4. Audio goodies. Within a week before you leave on your trip, grab some books on CD from your library. One year, on a road trip to Lake Tahoe, we listened to The Goose Girl by Shannon Hale on the way there and back. It made the trip on either side of the week were in Tahoe as fun as the stay. On another road trip to Palm Springs we listened to The Horse and His Boy. If you forget to go to the library before the trip, and you have a smartphone you can use audio files from the web. Librivox and Storynory are some great resources for classics and new stories, and both are free. You can even get all of the The Chronicles of Narnia over here on Ancient Faith Radio. You can also find some fun stuff on Youtube to listen to, like interviews with your favorite authors, like Tolkien or C.S. Lewis. I prefer books on audio instead of a DVD player because it’s better for the brain. It trains kids to listen better doesn’t overstimulate the brain like images on a screen do.
5. Pillows. They make sleeping upright in a car seat a lot more bearable.
6. Small toys and books in a bag. I like to pick up used Brainquest cards from my local thrift store for a buck and have a trivia game while we travel using the questions in the pack. Klutz sells some fun portable travel toys. This time around though I asked my 11 year old to pack a bunch of books and toys for the 3 year old and he just rounded up some books.

» Activity: Please carry the road-trip tips above further, picking up right after their last sentence.

» Given data:
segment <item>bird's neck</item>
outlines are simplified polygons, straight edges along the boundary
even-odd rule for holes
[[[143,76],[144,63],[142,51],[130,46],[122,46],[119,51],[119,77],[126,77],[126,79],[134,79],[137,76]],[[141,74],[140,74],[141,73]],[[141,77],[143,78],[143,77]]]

» Expected answer:
Here’s my daughter at Pipe Springs National Monument in Arizona. We walked in the footsteps of my maternal grandmother’s great-grandparents! I marvel that they were able to build this beautiful building and have a garden in the desert.
7. Have some diversion and culture along the way. Learning about the names of cities and where they come from, as you drive through them, adds color and meaning to the trip. We have been faithful members of AAA for all our married years, and I have enjoyed reading about the local towns we travel through in the AAA Tour Books. But with smartphones these days you can look up the names of cities and towns in wikipedia and learn all about them without getting a Trip Book. It’s fun to have mini-stops along the way of interesting things and not let the destination be the only interesting thing to focus on. In past years on our drive through southern Utah we have stopped at Cove Fort and taken the full tour. This year, we went into northern Arizona and visited Pipe Springs National Monument, as it was started by my ancestors, Anson Perry Winsor and his wife, Emmeline Brower. They were called by Brigham Young to build a fort over the spring that bubbled up there and manage a tithing cattle ranch. Emmeline made 60 lbs. of dairy products a day that was taken to the workers of the St. George temple. The spring provided cool water that they used to keep the products cold. No wonder I like cheese and butter so much!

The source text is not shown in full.